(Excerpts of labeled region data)
┌────────
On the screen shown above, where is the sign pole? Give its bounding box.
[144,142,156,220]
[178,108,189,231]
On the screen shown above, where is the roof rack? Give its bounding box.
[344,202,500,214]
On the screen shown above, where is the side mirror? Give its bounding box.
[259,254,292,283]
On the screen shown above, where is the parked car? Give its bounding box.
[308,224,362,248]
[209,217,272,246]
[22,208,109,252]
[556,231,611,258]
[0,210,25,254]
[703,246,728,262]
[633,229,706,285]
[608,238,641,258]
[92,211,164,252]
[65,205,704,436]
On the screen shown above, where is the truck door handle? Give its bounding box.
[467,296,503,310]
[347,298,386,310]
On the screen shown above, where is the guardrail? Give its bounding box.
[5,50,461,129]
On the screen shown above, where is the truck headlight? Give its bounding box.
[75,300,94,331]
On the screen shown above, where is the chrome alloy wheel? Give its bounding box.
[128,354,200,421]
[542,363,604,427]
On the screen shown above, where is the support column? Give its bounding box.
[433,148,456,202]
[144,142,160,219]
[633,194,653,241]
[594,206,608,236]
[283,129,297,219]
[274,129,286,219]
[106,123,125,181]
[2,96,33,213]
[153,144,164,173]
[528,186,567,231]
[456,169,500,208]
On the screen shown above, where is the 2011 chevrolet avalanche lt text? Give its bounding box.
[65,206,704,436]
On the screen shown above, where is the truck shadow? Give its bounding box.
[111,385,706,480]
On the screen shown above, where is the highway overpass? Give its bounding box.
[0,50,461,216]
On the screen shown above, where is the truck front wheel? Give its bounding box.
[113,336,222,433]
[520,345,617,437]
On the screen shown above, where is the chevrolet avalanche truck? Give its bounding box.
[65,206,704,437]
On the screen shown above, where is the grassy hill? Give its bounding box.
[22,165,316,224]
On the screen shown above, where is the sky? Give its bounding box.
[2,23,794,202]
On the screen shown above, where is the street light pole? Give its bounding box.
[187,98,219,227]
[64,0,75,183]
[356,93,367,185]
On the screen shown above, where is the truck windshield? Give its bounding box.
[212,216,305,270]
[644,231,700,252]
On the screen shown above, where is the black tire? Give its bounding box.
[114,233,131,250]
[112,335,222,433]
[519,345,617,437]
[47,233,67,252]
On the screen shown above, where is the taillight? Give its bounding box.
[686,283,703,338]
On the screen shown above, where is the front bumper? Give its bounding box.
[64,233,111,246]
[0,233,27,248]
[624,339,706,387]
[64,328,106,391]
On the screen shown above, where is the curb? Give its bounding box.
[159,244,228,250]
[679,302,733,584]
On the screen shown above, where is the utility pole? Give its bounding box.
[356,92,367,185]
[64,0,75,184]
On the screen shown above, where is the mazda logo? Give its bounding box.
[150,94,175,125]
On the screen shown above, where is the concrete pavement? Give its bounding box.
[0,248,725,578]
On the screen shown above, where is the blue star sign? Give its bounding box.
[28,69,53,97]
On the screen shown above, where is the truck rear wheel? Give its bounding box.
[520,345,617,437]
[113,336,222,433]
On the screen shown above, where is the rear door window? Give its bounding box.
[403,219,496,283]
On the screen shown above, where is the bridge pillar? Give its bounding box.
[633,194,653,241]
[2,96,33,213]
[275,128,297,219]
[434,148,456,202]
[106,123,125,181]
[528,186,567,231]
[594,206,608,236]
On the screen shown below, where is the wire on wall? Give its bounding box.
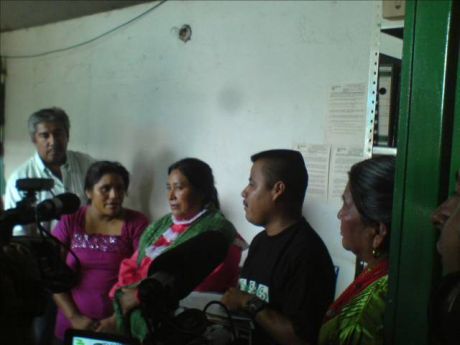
└────────
- WHAT THIS TASK INVOLVES
Rewrite all the rows above, replacing every "bounding box" with "enclosing rectangle" and leaving the rest unchanged. Omit the pictures from your answer.

- ANSWER
On the screen shown above, where is the sign pole? Give its enclosing rectangle.
[144,142,156,220]
[178,108,189,231]
On the screen shown above, where is the roof rack? Give its enclosing rectangle.
[344,202,500,214]
On the screen shown above, where is the side mirror? Give its enclosing rectangle.
[259,254,292,283]
On the screen shown above, where is the parked car? Give its enclosing rectangle.
[308,224,362,248]
[209,217,272,246]
[22,208,109,252]
[556,231,611,258]
[0,210,25,254]
[703,246,728,262]
[633,229,706,285]
[608,238,641,258]
[92,211,164,252]
[65,205,704,436]
On the screen shown above, where is the truck door handle? Give its enclosing rectangle.
[467,296,503,310]
[347,298,386,310]
On the screen shown above, where is the guardrail? Give its enclosing rectangle.
[5,50,461,129]
On the screen shown above, where is the truck headlight? Give its enclosing rectangle.
[75,300,94,331]
On the screen shown above, where is the chrome alloy wheel? Give its enclosing rectangle.
[128,354,200,421]
[542,363,604,427]
On the screen shown above, where is the support column? Give its enclosing rectangle.
[433,148,456,202]
[144,142,160,219]
[633,194,653,241]
[594,206,608,236]
[283,129,297,219]
[274,129,286,219]
[106,123,125,181]
[2,96,33,213]
[153,144,164,173]
[528,186,567,231]
[456,169,500,208]
On the screen shown above, where is the 2011 chevrolet avalanche lt text? Give its enclosing rectangle.
[65,206,704,436]
On the screen shown above, where is the truck shadow? Give its enclosing rectangle.
[111,385,706,480]
On the screen shown above, where is the highway overpass? Give its enclosing rectangle.
[0,50,461,216]
On the screen shown above, where is the truck front wheel? Give its enclosing rectangle.
[113,336,222,433]
[520,345,617,437]
On the screen shown above, where is the chevrolet avalanche truck? Give its enclosing rectangle.
[65,206,704,437]
On the screen shown above, where is the grassy hill? Give its enclosing rectangle.
[22,165,316,224]
On the screen shown above, where is the sky? Give its enclosing rectangle.
[2,23,794,202]
On the screen shown above, where is the street light pole? Give its enclosing rectangle.
[187,98,219,227]
[64,0,75,183]
[356,93,367,185]
On the screen shown above, where is the truck windshield? Give its enclosing rectangle.
[212,216,305,270]
[644,231,700,252]
On the screen shown above, where is the black tire? Give its enclosing rectangle.
[114,233,131,250]
[112,335,222,433]
[519,345,617,437]
[47,233,67,252]
On the screen shown above, where is the taillight? Give its enclosing rectangle.
[686,283,703,338]
On the screen shown above, where is the front bumper? Give its enclosing rectangle.
[64,233,111,246]
[0,233,27,248]
[624,339,706,387]
[64,328,106,391]
On the screen shown above, where is the curb? Give its enclosing rectangle.
[159,244,228,250]
[679,302,733,584]
On the screen shown above, where is the utility pole? Give its enclosing rectangle.
[356,92,367,185]
[64,0,75,184]
On the screen shown above, where is the mazda logo? Give its enclosing rectangle.
[150,94,175,125]
On the screen shown above, where is the concrete pavement? Give its enclosing rectangle.
[0,248,725,578]
On the screen shown above, where is the blue star sign? Give its enclosing rectangle.
[28,69,53,97]
On the screen shown above, where is the truck rear wheel? Give its enclosing rectangle.
[520,345,617,437]
[113,336,222,433]
On the screen shown above, where is the rear door window? Give its enclosing rectangle.
[403,219,496,283]
On the screen shown above, where is the bridge pillar? Give its enclosing rectangle.
[633,194,653,241]
[2,96,33,213]
[275,128,297,219]
[434,148,456,202]
[106,123,125,181]
[528,186,567,231]
[594,206,608,236]
On the screen shown below, where is the wire on wall? Give its enclosing rectangle.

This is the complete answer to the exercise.